▶ _The problem_
Repeat verbatim the lines of the data below, beginning with the line containing "Place a marker on the foliage" and continuing to the end.

▶ _Stored records_
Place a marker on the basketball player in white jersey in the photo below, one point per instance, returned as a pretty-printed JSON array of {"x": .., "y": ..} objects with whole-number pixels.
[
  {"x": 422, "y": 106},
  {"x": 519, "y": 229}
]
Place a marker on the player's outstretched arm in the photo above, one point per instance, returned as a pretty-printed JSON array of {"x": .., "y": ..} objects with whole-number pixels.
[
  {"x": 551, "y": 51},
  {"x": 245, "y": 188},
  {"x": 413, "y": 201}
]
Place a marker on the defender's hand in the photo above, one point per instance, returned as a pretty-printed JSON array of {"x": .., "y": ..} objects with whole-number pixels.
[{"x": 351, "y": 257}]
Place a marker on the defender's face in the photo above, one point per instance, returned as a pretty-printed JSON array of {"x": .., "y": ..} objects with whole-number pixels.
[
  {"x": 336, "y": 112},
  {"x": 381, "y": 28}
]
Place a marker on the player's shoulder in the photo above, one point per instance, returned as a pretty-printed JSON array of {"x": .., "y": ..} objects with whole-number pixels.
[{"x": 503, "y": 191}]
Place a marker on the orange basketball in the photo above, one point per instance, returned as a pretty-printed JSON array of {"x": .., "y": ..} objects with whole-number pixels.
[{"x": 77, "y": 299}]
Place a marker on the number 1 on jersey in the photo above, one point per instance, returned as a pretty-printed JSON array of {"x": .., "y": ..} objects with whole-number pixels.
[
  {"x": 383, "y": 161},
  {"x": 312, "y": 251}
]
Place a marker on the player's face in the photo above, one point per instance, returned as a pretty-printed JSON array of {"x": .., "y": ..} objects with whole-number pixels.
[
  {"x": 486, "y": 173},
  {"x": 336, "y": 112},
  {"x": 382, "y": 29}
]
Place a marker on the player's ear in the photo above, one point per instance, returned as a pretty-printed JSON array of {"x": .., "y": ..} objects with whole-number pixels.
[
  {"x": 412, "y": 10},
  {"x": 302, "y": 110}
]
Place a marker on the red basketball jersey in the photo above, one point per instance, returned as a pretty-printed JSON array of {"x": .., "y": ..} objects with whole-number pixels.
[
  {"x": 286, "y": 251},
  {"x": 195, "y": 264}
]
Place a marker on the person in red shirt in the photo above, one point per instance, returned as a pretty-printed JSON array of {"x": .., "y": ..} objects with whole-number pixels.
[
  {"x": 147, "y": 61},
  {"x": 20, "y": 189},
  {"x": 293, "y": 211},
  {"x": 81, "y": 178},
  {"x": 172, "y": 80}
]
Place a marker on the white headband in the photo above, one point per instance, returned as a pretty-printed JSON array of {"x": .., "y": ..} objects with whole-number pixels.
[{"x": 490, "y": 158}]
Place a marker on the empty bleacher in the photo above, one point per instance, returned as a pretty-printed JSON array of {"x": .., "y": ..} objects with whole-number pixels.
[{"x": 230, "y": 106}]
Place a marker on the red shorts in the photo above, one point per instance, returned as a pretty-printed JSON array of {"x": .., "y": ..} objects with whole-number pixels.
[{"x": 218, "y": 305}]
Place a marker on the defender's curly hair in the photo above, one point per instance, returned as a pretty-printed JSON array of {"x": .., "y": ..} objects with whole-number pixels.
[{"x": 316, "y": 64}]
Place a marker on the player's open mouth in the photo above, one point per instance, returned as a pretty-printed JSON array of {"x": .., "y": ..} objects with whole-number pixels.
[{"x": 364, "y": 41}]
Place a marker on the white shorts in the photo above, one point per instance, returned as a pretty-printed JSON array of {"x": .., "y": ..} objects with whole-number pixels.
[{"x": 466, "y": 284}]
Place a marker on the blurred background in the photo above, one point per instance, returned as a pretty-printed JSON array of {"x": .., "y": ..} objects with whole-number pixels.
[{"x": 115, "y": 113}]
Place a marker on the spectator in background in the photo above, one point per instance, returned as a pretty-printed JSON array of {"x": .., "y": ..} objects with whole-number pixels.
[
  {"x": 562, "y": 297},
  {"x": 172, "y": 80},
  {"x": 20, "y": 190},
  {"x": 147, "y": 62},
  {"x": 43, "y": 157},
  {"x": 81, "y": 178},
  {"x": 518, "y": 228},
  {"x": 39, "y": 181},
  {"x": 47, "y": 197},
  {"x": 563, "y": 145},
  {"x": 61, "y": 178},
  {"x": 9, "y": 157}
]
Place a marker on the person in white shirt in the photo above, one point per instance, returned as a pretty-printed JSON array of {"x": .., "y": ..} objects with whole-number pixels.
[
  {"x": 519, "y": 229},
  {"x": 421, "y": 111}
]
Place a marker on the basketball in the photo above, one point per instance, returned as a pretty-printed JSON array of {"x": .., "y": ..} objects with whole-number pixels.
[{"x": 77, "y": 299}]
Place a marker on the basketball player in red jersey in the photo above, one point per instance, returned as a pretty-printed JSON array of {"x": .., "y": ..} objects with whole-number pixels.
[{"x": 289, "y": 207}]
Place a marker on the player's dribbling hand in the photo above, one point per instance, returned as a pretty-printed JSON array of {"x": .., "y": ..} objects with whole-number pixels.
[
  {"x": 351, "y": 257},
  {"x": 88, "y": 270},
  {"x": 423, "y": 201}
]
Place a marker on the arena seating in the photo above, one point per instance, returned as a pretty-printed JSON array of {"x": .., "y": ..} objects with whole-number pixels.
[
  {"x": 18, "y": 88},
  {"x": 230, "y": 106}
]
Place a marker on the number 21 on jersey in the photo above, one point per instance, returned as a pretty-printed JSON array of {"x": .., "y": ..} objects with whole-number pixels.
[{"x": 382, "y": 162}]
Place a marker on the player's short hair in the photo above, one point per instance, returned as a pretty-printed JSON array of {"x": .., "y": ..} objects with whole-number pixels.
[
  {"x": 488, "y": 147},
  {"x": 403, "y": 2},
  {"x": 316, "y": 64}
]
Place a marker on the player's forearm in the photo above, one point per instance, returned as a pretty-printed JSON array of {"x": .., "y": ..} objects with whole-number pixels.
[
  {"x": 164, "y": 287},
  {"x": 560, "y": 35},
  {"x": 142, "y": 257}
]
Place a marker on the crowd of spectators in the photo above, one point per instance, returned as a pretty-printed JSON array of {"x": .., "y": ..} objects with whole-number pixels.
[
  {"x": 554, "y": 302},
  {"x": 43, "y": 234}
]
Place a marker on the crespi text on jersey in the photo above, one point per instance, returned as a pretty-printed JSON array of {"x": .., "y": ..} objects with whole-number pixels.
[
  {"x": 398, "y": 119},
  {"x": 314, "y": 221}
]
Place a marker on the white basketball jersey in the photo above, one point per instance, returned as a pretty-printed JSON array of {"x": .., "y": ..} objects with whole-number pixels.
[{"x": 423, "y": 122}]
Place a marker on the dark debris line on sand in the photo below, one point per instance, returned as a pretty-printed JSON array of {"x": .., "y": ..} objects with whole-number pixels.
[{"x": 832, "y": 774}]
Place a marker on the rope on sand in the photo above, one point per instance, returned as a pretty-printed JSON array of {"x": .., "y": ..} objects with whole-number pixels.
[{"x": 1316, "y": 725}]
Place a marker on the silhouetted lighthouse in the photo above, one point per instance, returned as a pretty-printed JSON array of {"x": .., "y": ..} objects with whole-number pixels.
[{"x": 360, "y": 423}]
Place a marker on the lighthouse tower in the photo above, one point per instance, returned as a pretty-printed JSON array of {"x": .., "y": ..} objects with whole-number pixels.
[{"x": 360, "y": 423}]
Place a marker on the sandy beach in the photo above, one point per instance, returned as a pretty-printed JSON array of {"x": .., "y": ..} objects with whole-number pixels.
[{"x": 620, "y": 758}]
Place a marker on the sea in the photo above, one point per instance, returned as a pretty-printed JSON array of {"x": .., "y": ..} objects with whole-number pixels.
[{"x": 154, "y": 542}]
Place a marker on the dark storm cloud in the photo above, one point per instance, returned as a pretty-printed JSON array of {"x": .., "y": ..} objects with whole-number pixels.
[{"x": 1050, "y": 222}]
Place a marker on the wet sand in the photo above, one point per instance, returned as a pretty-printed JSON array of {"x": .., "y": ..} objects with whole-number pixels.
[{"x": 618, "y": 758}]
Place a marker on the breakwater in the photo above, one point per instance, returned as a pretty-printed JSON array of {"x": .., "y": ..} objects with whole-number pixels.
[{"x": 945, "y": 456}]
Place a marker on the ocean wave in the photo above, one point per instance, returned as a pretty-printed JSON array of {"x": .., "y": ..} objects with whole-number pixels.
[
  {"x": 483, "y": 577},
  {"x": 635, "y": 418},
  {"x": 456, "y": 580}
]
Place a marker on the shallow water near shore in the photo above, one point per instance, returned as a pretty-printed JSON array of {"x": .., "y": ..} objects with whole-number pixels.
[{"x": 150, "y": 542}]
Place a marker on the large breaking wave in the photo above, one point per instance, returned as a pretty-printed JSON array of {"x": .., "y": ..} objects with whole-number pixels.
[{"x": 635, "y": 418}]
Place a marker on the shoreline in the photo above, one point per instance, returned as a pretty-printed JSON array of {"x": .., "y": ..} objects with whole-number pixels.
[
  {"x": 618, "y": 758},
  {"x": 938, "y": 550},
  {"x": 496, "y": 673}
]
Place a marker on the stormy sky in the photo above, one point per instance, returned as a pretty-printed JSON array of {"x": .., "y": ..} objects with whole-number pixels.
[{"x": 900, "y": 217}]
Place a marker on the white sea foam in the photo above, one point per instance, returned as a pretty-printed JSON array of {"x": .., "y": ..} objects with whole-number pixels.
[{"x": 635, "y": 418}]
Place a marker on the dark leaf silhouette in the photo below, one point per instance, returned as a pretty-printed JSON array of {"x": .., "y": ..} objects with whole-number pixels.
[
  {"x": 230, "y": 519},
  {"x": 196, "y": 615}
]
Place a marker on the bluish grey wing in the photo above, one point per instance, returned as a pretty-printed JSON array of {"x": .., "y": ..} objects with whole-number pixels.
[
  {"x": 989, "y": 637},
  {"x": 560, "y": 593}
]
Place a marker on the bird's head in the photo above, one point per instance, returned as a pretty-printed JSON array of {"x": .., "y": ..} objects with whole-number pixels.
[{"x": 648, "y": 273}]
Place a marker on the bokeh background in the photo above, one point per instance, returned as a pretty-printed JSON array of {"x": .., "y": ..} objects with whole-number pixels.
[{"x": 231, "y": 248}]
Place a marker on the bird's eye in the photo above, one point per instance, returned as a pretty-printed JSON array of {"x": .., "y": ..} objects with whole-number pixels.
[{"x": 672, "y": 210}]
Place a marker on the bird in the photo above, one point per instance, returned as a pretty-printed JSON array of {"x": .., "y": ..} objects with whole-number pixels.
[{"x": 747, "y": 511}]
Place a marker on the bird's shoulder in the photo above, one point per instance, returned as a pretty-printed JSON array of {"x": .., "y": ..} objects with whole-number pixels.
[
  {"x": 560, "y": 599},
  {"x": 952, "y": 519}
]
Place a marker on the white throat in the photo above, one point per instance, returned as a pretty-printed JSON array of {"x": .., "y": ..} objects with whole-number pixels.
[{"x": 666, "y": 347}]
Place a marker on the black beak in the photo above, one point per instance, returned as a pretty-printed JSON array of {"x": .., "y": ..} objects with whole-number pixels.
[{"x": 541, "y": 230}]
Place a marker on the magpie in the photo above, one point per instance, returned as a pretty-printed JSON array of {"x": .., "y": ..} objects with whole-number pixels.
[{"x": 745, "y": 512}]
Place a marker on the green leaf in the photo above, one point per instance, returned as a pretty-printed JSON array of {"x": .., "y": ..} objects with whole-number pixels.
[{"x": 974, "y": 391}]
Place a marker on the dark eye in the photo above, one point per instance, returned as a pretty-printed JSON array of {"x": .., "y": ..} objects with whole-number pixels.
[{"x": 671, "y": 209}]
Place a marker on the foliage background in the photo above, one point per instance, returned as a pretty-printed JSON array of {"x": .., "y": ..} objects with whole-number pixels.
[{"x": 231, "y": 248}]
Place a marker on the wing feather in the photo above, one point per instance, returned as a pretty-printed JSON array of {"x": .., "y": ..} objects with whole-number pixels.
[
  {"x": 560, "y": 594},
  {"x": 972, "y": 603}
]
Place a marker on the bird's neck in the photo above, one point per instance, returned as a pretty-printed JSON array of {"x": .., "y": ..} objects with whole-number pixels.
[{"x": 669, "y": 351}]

▶ _Full answer_
Place a marker on the foliage background in the photo above, one point per instance, returned as a pretty-printed JSON array of {"x": .., "y": ..} objects with whole-number pixels.
[{"x": 231, "y": 248}]
Place a marker on the wing feather in the photo above, one point per instance, returned as a pretty-printed JSON array of {"x": .., "y": ..} objects with whole-number pixels.
[
  {"x": 560, "y": 594},
  {"x": 972, "y": 603}
]
Place a marker on the bird's neck in the photo above, one point per instance, returned as a pretty-printed JSON array of {"x": .., "y": ..} objects with whole-number pixels.
[{"x": 669, "y": 351}]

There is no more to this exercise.